Set problem ->
Can you give back the part of the listing that opens with the line containing "find man's dark" and closes with the line containing "Query: gray collared shirt", with "name badge" changed to "ID badge" and everything else unchanged? Leave the pictures out of your answer.

Supplied information ->
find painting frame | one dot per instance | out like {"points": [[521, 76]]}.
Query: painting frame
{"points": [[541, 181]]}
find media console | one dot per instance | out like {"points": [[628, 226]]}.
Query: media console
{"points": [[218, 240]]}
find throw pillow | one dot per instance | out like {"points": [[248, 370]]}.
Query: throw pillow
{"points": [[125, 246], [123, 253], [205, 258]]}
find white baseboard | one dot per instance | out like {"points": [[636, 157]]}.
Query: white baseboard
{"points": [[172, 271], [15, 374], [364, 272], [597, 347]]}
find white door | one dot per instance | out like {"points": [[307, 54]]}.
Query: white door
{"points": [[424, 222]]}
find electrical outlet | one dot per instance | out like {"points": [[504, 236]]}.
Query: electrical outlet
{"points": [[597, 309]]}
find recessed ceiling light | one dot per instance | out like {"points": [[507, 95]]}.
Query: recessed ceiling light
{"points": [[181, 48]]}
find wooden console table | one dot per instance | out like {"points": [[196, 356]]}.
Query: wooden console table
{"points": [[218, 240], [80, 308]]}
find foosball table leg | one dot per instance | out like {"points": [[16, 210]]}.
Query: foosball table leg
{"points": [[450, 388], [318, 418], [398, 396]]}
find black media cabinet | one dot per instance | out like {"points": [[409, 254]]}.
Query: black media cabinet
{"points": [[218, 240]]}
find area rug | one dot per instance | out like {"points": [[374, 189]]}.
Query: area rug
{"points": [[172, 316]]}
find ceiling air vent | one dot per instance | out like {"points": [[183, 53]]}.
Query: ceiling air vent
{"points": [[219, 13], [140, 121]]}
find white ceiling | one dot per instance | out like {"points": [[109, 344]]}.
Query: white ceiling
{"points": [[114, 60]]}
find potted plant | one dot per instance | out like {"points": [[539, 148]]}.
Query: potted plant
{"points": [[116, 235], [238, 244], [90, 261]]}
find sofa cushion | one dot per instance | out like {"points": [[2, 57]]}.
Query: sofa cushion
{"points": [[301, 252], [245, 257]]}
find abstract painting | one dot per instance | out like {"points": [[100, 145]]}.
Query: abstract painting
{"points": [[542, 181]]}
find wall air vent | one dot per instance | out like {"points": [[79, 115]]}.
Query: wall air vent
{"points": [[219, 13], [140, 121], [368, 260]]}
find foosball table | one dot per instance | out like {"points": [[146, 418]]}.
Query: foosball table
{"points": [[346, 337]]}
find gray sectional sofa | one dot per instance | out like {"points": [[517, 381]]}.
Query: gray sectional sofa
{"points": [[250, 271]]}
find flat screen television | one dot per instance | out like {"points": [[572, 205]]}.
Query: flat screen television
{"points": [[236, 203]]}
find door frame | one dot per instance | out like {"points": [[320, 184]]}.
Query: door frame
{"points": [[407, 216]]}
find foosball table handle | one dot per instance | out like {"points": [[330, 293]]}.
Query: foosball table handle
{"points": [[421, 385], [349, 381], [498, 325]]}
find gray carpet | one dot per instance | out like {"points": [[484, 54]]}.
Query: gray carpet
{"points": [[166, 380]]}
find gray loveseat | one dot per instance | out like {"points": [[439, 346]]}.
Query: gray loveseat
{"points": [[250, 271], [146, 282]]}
---
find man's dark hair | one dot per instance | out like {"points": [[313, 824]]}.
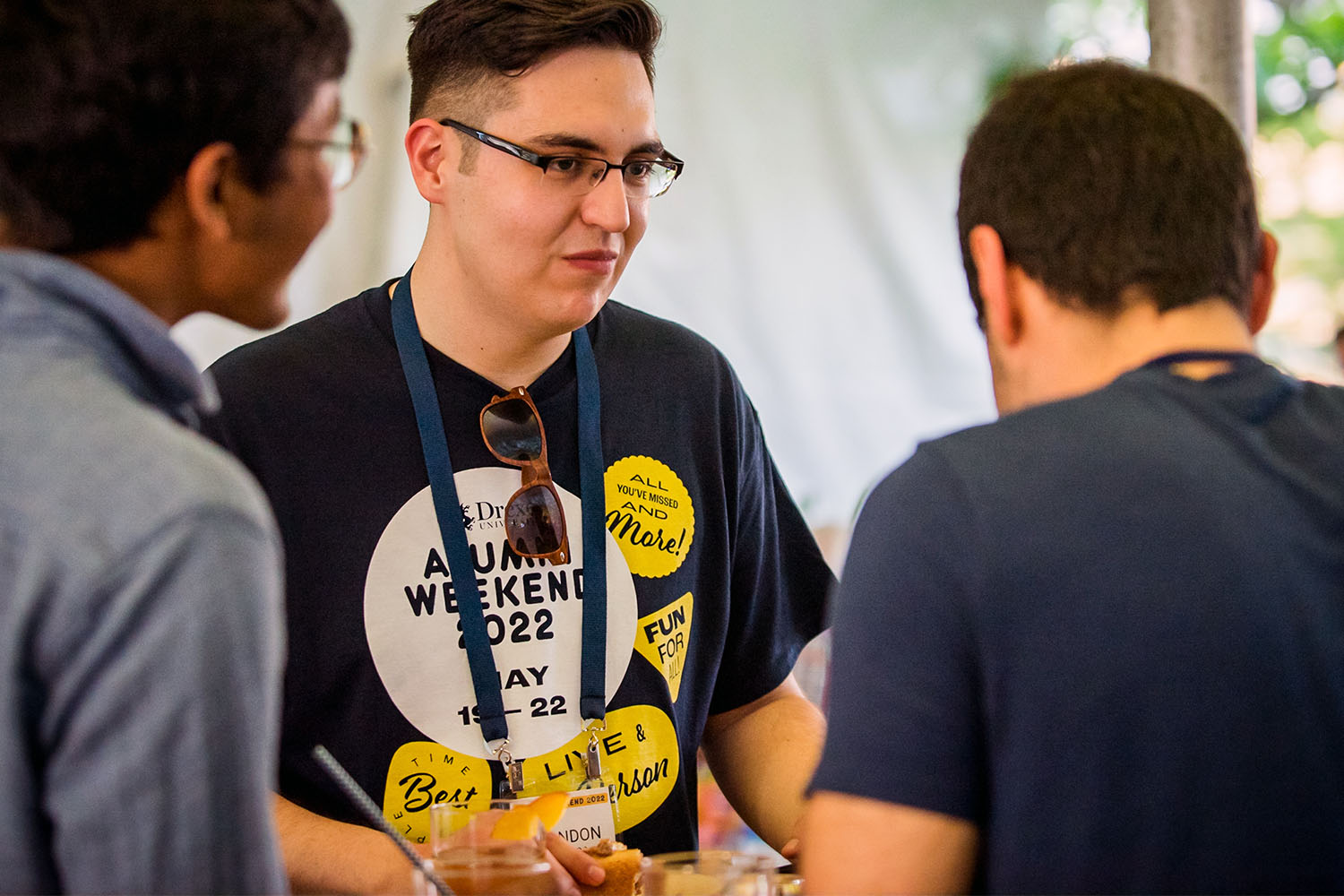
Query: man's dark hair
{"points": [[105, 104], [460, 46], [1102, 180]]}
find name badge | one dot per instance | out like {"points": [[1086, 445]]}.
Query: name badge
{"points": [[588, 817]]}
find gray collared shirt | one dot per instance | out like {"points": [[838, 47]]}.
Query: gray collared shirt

Correct answer ->
find man's dark hair | one dot per instance | out like {"points": [[313, 824]]}.
Query: man's dark hair
{"points": [[105, 104], [460, 46], [1102, 180]]}
find ID badge | one dot per instance | out like {"points": [[1086, 445]]}.
Query: ID badge
{"points": [[588, 817]]}
find gray collared shirt | one dot per instance | out like {"points": [[838, 47]]}.
Query: gray collared shirt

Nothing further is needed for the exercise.